======== Passage shown ========

A young nobleman, Abe no Yasuna (安倍 保名), is on his way to visit a shrine in Shinoda, in Settsu Province, when he encounters a young military commissioner who is hunting foxes in order to obtain their livers for use as medicine. Yasuna battles the hunter, sustaining several wounds, and sets free the white fox he had trapped.

Later, a beautiful woman named Kuzunoha helps Yasuna to return to his home. She is the fox he saved, adopting human form in order to tend to his wounds. He falls in love with her and they marry. She bears him a child, Seimei (childhood name Dōji), who proves prodigiously clever. Kuzunoha realizes that her son has inherited part of her supernatural power.

Several years later, while Kuzunoha is viewing some chrysanthemums, her son catches sight of the tip of her tail. Her true nature revealed, Kuzunoha prepares to return to her life in the wild. She leaves behind a farewell poem, asking her husband Yasuna to come to see her in Shinoda Forest.

Yasuna and his son search for Kuzunoha, and eventually she appears to them as a fox. Revealing that she is the kami, or spirit, of Shinoda Shrine, she gives her son Seimei a gift, allowing him to understand the language of animals.

==Plays==

Kuzunoha figures in kabuki and bunraku plays based on her legend, including the five-part Ashiya Dōman Ōuchi Kagami (A Courtly Mirror of Ashiya Dōman). The fourth part, Kuzunoha or The White Fox of Shinoda, which is frequently performed independently of the other scenes, focuses on her story, adding minor variations such as the idea that Kuzunoha imitates a princess and is forced to depart not because Seimei glimpsed her tail but because the real woman unexpectedly appears.

==In Izumi==

In Izumi there is a Kuzunoha Inari shrine, said to be built upon the place at which Kuzunoha departed, leaving her farewell poem on a silk screen.

The poem itself has become famous: "Koishiku ba / tazunekite miyo / izumi naru / shinoda no mori no / urami kuzunoha."
Folklorist Kiyoshi Nozaki offers the following translation:
"If you love me, darling, come and see me. / You will find me yonder in the great wood / Of Shinoda of Izumi Province where the leaves / Of arrowroots always rustle in pensive mood."

A pond in the area is also remembered in connection with the legend, and has been designated a historic site by the city.

========

▸ Task to complete
Write out the Kuzunoha passage again, starting with "The poem itself" and going on through "by the city.", and swap "pond" for "spring".

======== Information ========

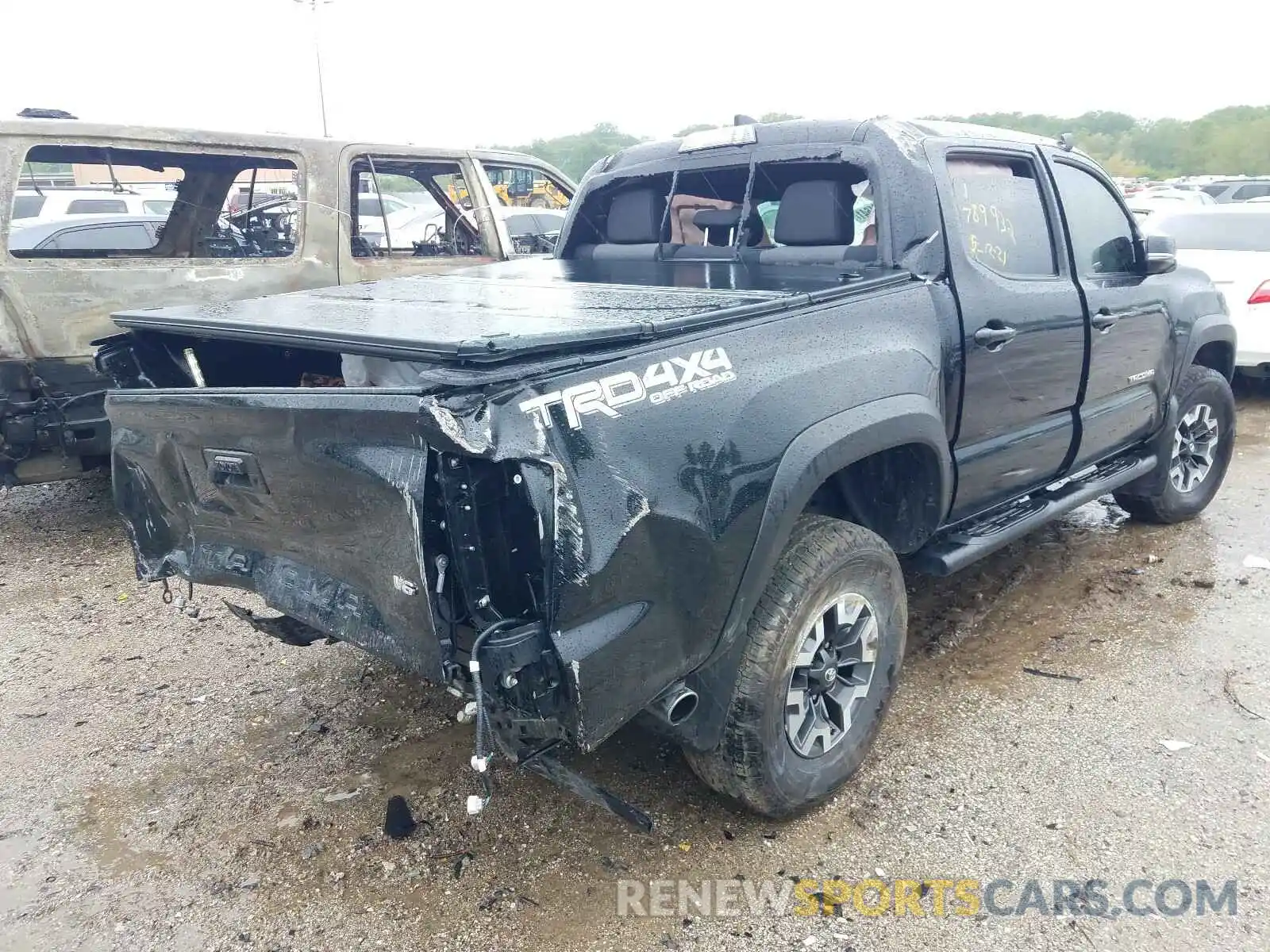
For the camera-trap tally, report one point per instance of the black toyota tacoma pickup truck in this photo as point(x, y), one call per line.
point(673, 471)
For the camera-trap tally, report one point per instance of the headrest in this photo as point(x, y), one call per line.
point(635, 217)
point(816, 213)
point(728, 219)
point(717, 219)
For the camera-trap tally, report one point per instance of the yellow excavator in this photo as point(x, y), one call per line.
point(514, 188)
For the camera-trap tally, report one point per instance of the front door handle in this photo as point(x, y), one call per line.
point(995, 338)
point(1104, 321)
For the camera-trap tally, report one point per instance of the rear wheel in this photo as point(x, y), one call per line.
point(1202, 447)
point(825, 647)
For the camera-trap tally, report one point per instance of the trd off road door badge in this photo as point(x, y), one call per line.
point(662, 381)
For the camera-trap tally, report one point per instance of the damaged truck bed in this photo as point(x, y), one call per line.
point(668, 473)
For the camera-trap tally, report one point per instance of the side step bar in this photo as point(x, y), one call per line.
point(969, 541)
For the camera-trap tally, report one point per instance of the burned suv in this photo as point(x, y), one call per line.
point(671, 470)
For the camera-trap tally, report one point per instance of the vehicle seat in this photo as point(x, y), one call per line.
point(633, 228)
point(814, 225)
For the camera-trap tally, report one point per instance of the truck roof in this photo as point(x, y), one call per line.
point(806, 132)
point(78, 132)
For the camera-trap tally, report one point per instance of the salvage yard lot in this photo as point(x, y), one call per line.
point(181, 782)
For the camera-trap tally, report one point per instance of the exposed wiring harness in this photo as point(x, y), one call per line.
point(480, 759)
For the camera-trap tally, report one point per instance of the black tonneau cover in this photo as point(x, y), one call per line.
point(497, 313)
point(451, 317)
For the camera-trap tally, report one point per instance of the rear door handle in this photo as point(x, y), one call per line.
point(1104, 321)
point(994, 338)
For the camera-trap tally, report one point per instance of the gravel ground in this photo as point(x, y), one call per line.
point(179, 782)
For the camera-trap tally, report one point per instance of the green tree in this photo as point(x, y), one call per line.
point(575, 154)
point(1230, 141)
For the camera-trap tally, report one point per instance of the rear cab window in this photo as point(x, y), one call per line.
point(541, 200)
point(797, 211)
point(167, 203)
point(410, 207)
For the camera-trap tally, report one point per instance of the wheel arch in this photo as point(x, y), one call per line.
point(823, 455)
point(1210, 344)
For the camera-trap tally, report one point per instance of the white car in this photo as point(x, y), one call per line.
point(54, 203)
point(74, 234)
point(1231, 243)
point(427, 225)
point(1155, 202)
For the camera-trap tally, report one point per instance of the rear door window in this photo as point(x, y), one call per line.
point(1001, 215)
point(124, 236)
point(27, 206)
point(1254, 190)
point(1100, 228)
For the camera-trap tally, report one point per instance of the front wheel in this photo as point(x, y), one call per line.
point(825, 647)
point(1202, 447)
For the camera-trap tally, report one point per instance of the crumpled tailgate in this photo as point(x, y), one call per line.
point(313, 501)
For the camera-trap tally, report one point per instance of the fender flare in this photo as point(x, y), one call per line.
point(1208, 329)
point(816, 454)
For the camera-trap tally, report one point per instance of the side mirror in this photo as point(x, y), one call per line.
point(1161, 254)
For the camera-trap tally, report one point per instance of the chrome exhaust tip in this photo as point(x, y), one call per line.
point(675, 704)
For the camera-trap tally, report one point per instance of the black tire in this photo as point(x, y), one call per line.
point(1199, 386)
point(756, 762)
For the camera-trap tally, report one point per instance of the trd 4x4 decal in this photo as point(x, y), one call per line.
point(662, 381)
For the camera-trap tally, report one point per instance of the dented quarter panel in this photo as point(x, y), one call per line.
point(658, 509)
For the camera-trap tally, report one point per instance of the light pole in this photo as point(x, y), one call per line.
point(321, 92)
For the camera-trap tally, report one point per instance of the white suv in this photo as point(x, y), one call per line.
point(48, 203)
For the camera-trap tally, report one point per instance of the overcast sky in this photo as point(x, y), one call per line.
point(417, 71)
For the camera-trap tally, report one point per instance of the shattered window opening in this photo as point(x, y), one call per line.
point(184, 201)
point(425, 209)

========

▸ Result
The poem itself has become famous: "Koishiku ba / tazunekite miyo / izumi naru / shinoda no mori no / urami kuzunoha."
Folklorist Kiyoshi Nozaki offers the following translation:
"If you love me, darling, come and see me. / You will find me yonder in the great wood / Of Shinoda of Izumi Province where the leaves / Of arrowroots always rustle in pensive mood."

A spring in the area is also remembered in connection with the legend, and has been designated a historic site by the city.